**EXERCISE BRIEF:**
Write out the listing exactly as it is given.

#### SUPPLIED DATA ####

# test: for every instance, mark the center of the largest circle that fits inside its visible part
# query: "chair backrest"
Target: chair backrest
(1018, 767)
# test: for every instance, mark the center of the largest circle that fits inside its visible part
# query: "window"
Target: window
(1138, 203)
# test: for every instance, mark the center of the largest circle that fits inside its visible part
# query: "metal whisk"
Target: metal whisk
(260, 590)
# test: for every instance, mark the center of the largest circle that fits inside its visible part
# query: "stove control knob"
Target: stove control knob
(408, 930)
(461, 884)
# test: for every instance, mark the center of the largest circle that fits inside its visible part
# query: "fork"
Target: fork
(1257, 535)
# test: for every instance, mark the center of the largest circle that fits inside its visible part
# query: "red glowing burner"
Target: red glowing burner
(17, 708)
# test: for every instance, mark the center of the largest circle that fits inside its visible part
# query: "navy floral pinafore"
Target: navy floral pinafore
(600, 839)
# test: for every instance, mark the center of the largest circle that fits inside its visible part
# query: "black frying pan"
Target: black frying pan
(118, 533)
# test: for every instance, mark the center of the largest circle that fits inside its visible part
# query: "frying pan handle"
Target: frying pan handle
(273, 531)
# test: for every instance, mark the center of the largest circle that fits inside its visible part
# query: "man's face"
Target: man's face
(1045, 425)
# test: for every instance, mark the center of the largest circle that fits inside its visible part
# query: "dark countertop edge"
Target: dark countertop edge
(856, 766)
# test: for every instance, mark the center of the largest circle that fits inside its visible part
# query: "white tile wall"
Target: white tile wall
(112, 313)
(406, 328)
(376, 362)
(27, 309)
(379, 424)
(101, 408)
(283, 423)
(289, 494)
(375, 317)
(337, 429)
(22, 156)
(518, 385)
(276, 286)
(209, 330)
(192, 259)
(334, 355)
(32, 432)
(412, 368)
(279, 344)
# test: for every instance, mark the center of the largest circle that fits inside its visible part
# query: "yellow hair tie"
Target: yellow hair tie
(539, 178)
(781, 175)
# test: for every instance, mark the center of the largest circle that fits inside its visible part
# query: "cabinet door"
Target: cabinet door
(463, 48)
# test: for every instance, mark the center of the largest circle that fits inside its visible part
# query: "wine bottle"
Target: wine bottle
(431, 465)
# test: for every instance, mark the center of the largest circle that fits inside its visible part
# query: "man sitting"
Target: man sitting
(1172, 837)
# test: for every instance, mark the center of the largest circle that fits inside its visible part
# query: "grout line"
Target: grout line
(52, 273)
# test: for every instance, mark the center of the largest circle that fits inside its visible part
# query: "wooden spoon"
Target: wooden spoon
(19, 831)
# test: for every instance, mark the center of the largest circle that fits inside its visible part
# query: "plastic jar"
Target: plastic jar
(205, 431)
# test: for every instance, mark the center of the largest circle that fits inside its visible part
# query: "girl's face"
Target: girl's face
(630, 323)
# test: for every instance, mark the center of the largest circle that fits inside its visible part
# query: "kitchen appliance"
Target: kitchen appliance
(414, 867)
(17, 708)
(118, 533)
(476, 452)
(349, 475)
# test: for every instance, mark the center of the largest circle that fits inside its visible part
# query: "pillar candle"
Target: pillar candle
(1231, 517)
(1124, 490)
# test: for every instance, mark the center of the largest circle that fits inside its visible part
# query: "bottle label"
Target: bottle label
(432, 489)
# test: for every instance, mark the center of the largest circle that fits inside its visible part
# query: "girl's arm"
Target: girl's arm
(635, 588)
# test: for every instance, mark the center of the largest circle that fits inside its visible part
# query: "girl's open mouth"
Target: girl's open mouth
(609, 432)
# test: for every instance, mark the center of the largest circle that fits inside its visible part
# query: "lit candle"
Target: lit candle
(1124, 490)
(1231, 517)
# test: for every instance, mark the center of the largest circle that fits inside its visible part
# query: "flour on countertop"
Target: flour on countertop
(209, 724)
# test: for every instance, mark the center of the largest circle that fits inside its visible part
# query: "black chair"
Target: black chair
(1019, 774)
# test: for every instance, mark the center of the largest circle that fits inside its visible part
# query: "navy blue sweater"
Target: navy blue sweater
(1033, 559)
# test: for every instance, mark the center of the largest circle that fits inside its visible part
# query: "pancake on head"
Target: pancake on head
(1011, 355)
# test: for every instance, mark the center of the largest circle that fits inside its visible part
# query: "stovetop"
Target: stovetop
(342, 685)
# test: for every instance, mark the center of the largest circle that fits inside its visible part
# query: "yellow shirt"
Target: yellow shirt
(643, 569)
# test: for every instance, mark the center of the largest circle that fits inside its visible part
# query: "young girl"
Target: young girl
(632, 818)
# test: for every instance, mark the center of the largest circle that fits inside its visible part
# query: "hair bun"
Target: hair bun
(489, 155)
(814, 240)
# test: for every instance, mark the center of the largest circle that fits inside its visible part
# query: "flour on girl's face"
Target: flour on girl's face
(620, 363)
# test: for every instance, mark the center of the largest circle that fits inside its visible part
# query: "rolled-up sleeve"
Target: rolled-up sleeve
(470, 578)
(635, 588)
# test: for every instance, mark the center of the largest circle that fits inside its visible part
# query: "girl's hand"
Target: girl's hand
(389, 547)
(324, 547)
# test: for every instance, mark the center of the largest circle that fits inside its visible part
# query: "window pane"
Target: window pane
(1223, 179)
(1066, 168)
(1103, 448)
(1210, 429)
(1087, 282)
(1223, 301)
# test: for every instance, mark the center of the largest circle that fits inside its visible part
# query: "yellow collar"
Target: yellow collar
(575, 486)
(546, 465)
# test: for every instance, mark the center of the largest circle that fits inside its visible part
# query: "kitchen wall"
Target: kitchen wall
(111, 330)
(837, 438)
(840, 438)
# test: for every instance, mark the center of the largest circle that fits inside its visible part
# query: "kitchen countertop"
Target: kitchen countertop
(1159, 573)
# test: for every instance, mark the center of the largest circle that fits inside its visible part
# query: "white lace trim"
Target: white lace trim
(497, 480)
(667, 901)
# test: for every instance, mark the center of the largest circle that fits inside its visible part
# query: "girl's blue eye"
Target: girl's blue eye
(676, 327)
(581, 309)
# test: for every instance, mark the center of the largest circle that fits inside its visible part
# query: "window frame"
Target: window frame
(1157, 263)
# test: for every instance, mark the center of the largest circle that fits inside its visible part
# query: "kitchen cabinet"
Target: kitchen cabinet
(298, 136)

####

**TASK ANSWER:**
# test: for every instance, mark the center of the largest circle that fits inside its visible part
# query: "chair backrest"
Target: chair backrest
(1018, 767)
# test: for every instance, mark the center of the largest circle that fits inside its visible part
# query: "window"
Target: window
(1138, 203)
# test: for every instance, mark the center of the largest circle that fits inside its visible part
# query: "metal whisk"
Target: metal whisk
(260, 590)
# test: for every instance, mark the center of the largest circle that fits inside its visible part
# query: "stove control knob"
Target: stove control knob
(408, 930)
(461, 884)
# test: for every instance, mark the center of the largest circle that fits inside its visible part
# query: "fork"
Target: fork
(1257, 535)
# test: for every instance, mark the center of the largest circle that fits inside its visible part
# query: "red glowing burner"
Target: red glowing burner
(17, 708)
# test: for every instance, mark the center of the largest circle that fits inside its visible part
# query: "navy floral pinafore"
Target: navy floral pinafore
(600, 839)
# test: for every instance, mark the center of the largest circle that fits inside its visible part
# query: "black frying pan"
Target: black frying pan
(118, 533)
# test: for every instance, mark the center of the largest circle that fits inside its visible part
# query: "frying pan handle"
Target: frying pan handle
(273, 531)
# test: for every instance, mark the center of the largest circle that fits inside its visible part
# query: "man's face"
Target: man's face
(1045, 425)
# test: for every instance, mark the center of the largest circle that fits inside its visible part
# query: "dark countertop edge"
Target: dark countertop edge
(856, 766)
# test: for every instance, mark the center of the largest circle that fits inside its visible part
# query: "white tile wall"
Target: white tile wall
(112, 313)
(406, 328)
(376, 362)
(27, 309)
(379, 424)
(101, 408)
(283, 423)
(289, 494)
(375, 317)
(337, 429)
(22, 156)
(518, 385)
(276, 286)
(209, 330)
(192, 259)
(334, 355)
(32, 432)
(412, 368)
(279, 344)
# test: for every instance, mark the center of the largest circle that fits inside its visible part
# query: "yellow hair tie"
Target: yellow hair tie
(539, 178)
(781, 175)
# test: for every instance, mark the center of the largest circle that fits inside its visible part
# query: "cabinet door"
Target: cabinet door
(463, 48)
# test: for every instance, mark the center of the largest circle that fits inside its visible part
# query: "wine bottle"
Target: wine bottle
(431, 465)
# test: for every instance, mark the center of the largest circle that fits inside its visible part
# query: "man sitting"
Target: man sitting
(1172, 837)
# test: for every instance, mark the center of the largest circle that fits inside its visible part
# query: "grout line"
Target: grout line
(52, 273)
# test: for every instance, mark the center of the largest circle that fits inside its visible part
# query: "wooden spoon"
Target: wooden spoon
(19, 831)
# test: for every instance, mark the center of the largest circle that fits inside its visible part
# query: "plastic jar"
Target: plastic jar
(205, 431)
# test: for every instance, mark the center of the largest circle that fits inside its visible part
# query: "girl's face"
Target: girl's face
(630, 323)
# test: for every instance, mark the center of the largest circle that fits inside its visible part
# query: "kitchen appliance"
Target: kitchen appliance
(414, 867)
(17, 708)
(118, 533)
(476, 452)
(349, 475)
# test: for every instance, mark the center of the largest circle that fits inside its visible part
# query: "pillar candle"
Target: pillar candle
(1231, 517)
(1124, 490)
# test: for every instance, mark the center of the largest circle that fits inside its visible part
# query: "bottle label"
Target: bottle label
(432, 489)
# test: for every instance, mark the center of the largest circle that fits inside its visible part
# query: "girl's arm"
Target: girl's arm
(635, 588)
# test: for every instance, mark the center of the largest circle that fits inside its visible part
# query: "girl's open mouth"
Target: girl's open mouth
(609, 432)
# test: for every instance, mark the center of the largest circle that fits inside its visible part
# query: "lit candle"
Target: lit candle
(1124, 490)
(1231, 517)
# test: for every instance, mark the center of the largest circle that fits inside its visible part
# query: "flour on countertop"
Target: flour on countertop
(209, 724)
# test: for every instance, mark the center of the largest circle that fits inside its visible part
# query: "black chair"
Target: black chair
(1019, 774)
# test: for every instance, mark the center of the largest circle that fits inside its visible part
# query: "navy blue sweater"
Target: navy blue sweater
(1033, 559)
# test: for every instance, mark the center of the largest circle that fits inside its visible part
# query: "pancake on head"
Target: pancake on head
(1011, 355)
# test: for every instance, mark the center of the largest circle that fits inside its visible part
# query: "stovetop"
Target: stovetop
(342, 685)
# test: for every instance, mark the center of the largest circle that fits inside its visible part
# query: "yellow shirt"
Target: yellow shirt
(643, 569)
# test: for every instance, mark the center of the largest circle that fits inside its visible part
# query: "young girl"
Target: young girl
(632, 818)
# test: for every instance, mark the center of the largest circle that fits inside its visible part
# query: "hair bun"
Target: hair bun
(489, 155)
(814, 240)
# test: for every instance, mark the center of the largest circle that fits inside its visible part
# query: "flour on girl's face"
Target: flour on girl's face
(620, 363)
# test: for every instance, mark the center of the largest circle that fits inside its visible part
# query: "rolled-up sleeve"
Target: rolled-up sleeve
(470, 578)
(635, 588)
# test: for every instance, mark the center of the largest circle that fits inside its visible part
# query: "girl's hand"
Target: girl's hand
(389, 547)
(324, 547)
# test: for every instance, mark the center of the largest circle that fits inside its visible part
# query: "window pane"
Target: window pane
(1223, 179)
(1066, 168)
(1103, 448)
(1210, 429)
(1087, 282)
(1223, 301)
# test: for every instance, mark the center of the largest circle that fits inside its visible part
# query: "yellow collar"
Target: yellow collar
(575, 486)
(546, 465)
# test: for every instance, mark the center of the largest circle that fits inside its visible part
# query: "kitchen wall"
Target: kitchen wall
(111, 330)
(837, 438)
(840, 438)
# test: for every instance, mark the center of the largest circle that fits inside its visible part
# query: "kitchen countertop"
Target: kitchen countertop
(1159, 573)
# test: for every instance, mark the center of the largest circle that fits inside its visible part
# query: "white lace trim"
Target: white lace trim
(497, 480)
(667, 901)
# test: for every instance, mark the center of the largest circle that fits inside its visible part
# query: "girl's blue eye"
Target: girl's blue eye
(676, 327)
(581, 309)
# test: for every instance, mark the center of the largest circle that fits inside its visible part
# query: "window frame"
Target: window frame
(1157, 263)
# test: for every instance, mark the center of the largest circle that fits inside its visible part
# query: "kitchen cabinet"
Target: kitchen cabinet
(298, 136)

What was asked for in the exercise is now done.